> **Records for the exercise**:
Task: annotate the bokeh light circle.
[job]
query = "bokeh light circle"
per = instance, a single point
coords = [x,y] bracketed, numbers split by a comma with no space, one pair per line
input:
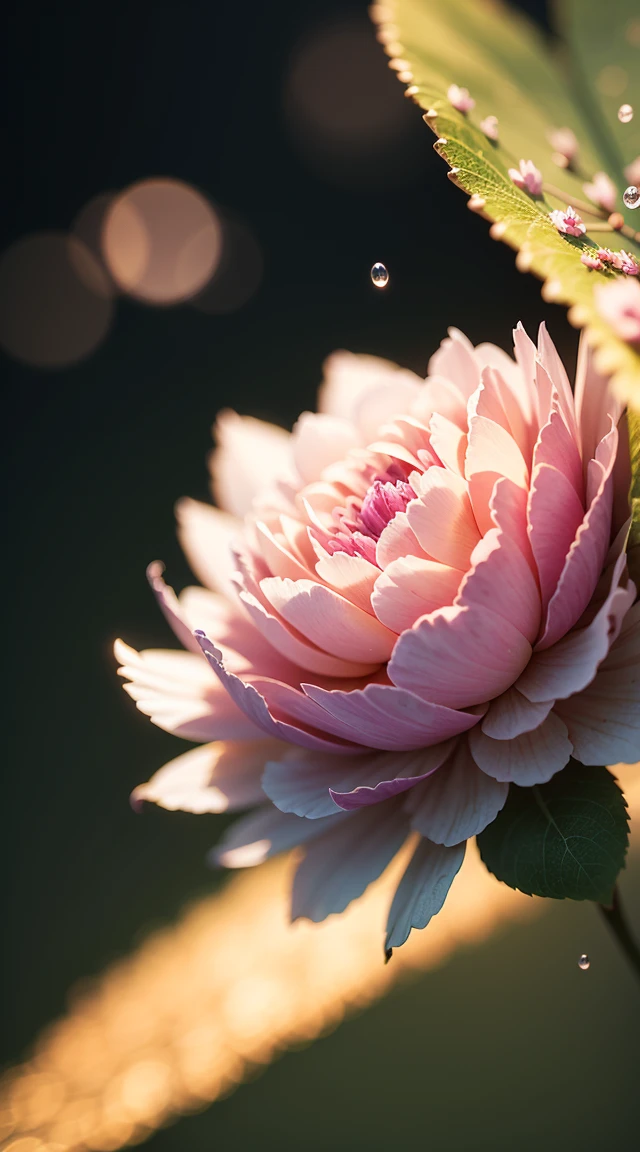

> **About this task**:
Your answer should be every entry repeated exactly, minus the pictures.

> **Answer to the exercise**:
Task: annotate the bokeh light circle.
[job]
query = "bokeh light circle"
per = instance, a single point
coords = [x,y] bracketed, numbers split by a comma with no space, one pair per line
input:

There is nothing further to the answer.